> Trecho citado:
Sem contar com esses precalços, a vida prosseguiu como ele a organizou – livre e independente de compromissos (exceptos quando a vida, como a sua mulher o persefuiam para pagar contas). Passou por quase todos os periódicos da capital e arredores, para aqueles que sobreviveram, assim como para aqueles que faliam logo ao primeiro número, ou ao décimo.

Esta digressão inconstante e rebelde por todos os periodicos de todas as cores e feitios, levou-o a ter de trabalhar e corresponder aos interesses dos contratadores, em periódicos republicanos,  e anti-republicanos, afonsistas ou sidonistas, do Estado Novo como da oposição, defendendo as vanguardas, o radicalismo ou o conservadorismo, a direitacomo a esquerda. Só uma coisa  permanecia para si, a defesa da sua liberdade e do Zé Povo (numa linha apolitica), seu vizinho de vida e compadre de aflições.

Nos anos vinte, periodo que bem ou mal acompanhava a evolução do seu filho, a criança foi a sua paixão e inspiração, ou por outras palavras, ganha pão, porque dominou o seu trabalho. Antes, ou seja, por altura do nascimento do seu filho, já tinha criado os anti-herois «Quim e Manecas» para o «Século Cómico», uma das primeiras bandas desenhadas portugueses do nosso século (já em 1909 no «Tiro e Sport» ele tinha feito narrativas gráficas). Depois, surgiram outros  herois que não passavam de crianças reais que ele observava nas escadarias e becos desta cidade, labutando ou divertindo-se mas sem irreverentes e de lingua afiada na comédia humana.

> Experimente: Transcreva do trecho citado a passagem que vai de "Sem contar com" até "compadre de aflições.".

> Dados extraídos de uma coleção:
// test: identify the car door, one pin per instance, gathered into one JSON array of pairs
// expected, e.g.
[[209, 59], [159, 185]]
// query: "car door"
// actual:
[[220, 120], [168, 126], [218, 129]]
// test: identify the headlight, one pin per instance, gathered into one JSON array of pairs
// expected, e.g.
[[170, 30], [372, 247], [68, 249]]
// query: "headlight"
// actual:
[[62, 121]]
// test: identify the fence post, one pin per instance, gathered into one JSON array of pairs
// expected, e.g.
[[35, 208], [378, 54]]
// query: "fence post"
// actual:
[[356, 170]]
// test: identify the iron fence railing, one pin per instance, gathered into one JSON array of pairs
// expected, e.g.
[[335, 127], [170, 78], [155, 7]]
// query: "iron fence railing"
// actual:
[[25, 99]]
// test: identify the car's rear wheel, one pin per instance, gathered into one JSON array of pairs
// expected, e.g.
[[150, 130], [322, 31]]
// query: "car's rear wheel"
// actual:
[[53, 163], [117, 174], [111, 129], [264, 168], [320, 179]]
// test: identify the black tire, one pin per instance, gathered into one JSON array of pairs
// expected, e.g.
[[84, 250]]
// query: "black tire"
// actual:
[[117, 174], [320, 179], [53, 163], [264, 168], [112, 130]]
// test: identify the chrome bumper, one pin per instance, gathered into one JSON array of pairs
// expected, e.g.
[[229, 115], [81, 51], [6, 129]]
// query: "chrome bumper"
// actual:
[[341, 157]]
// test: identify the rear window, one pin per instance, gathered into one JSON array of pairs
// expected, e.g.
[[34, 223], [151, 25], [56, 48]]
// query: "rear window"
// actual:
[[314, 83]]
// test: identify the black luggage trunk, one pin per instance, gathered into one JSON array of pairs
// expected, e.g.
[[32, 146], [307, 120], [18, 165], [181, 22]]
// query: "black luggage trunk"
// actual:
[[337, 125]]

> Espaço de resposta:
Sem contar com esses precalços, a vida prosseguiu como ele a organizou – livre e independente de compromissos (exceptos quando a vida, como a sua mulher o persefuiam para pagar contas). Passou por quase todos os periódicos da capital e arredores, para aqueles que sobreviveram, assim como para aqueles que faliam logo ao primeiro número, ou ao décimo.

Esta digressão inconstante e rebelde por todos os periodicos de todas as cores e feitios, levou-o a ter de trabalhar e corresponder aos interesses dos contratadores, em periódicos republicanos,  e anti-republicanos, afonsistas ou sidonistas, do Estado Novo como da oposição, defendendo as vanguardas, o radicalismo ou o conservadorismo, a direitacomo a esquerda. Só uma coisa  permanecia para si, a defesa da sua liberdade e do Zé Povo (numa linha apolitica), seu vizinho de vida e compadre de aflições.